▶ EXERCISE TASKS:
1) According to the OMIM repository notes, what three columns describe how the gene names are processed?
2) Write the next part of the OMIM repository notes, beginning after their final sentence.

▶ DOCUMENT PASSAGE:
■ ■ ■ ■ ■

Repository for OMIM data.
parse_omim.py downloads data from the OMIM API via HTTP request and writes it to a tsv file. The script uses a hard-coded API key which has some expiration date. New keys can be requested from the OMIM website here https://omim.org/api/.
The script cherry-picks a few fields to include in the output file. These fields come from the schema described here https://omim.org/help/api, specifically the "Entry Data" section.
e.g. python src/parse_omim.py --hgnc data/gene_symbol_thesaurus.txt --use --output data/use_omim_table.txt
gene_symbol_thesaurus.txt is a file which maps gene aliases to their corresponding HGNC symbol. Aliases will map to at most one HGNC symbol; however, multiple aliases can map to the same HGNC symbol.
This can get complicated so the schema we've adopted is to have three columns which describe how the gene names are processed: genes, hgnc_synonyms, and hgnc_genes.
"genes" is a pipe-delimited field containing all the gene names listed in the OMIM database for a given entry.

■ ■ ■ ■ ■

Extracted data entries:
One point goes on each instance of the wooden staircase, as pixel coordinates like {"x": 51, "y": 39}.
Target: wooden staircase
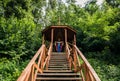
{"x": 58, "y": 70}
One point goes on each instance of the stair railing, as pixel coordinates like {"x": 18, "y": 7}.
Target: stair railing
{"x": 35, "y": 65}
{"x": 70, "y": 56}
{"x": 85, "y": 67}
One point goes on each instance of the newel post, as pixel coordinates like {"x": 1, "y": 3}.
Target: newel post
{"x": 52, "y": 31}
{"x": 65, "y": 38}
{"x": 43, "y": 39}
{"x": 75, "y": 53}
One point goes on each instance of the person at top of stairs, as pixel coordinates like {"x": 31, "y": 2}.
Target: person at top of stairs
{"x": 59, "y": 44}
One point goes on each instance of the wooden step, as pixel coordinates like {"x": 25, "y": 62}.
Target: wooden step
{"x": 58, "y": 71}
{"x": 53, "y": 66}
{"x": 58, "y": 68}
{"x": 58, "y": 74}
{"x": 58, "y": 78}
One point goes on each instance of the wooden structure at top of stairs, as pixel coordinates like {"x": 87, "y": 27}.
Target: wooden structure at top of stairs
{"x": 49, "y": 65}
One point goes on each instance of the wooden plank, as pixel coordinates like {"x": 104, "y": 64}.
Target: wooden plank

■ ■ ■ ■ ■

▶ ANSWER SET:
1) The columns are genes, hgnc_synonyms, and hgnc_genes.

2)
"hgnc_synonyms" is another pipe-delimited field where the sub-fields contain the HGNC synonyms of the aliases listed in the "genes" field. If no synonym is present, the value will be NA.
And finally, "hgnc_genes" is a comma-delimited field containing all non-NA entries in the "hgnc_synonyms" field. This will probably be the column you will want to use.
genes | hgnc_synonyms | hgnc_genes |
---|---|---|
CMM|MLM|DNS | CMM|CDKN2A|CMM | CMM,CDKN2A |
SCAR4|SCASI | SCASI|SCASI | SCASI |
B3GALT6|SEMDJL1|EDSP2 | B3GALT6|NA|NA | B3GALT6 |
If the --use option is activated, then only entries with a gene AND associated phenotype AND where the gene can be matched to an HGNC-approved symbol will be included.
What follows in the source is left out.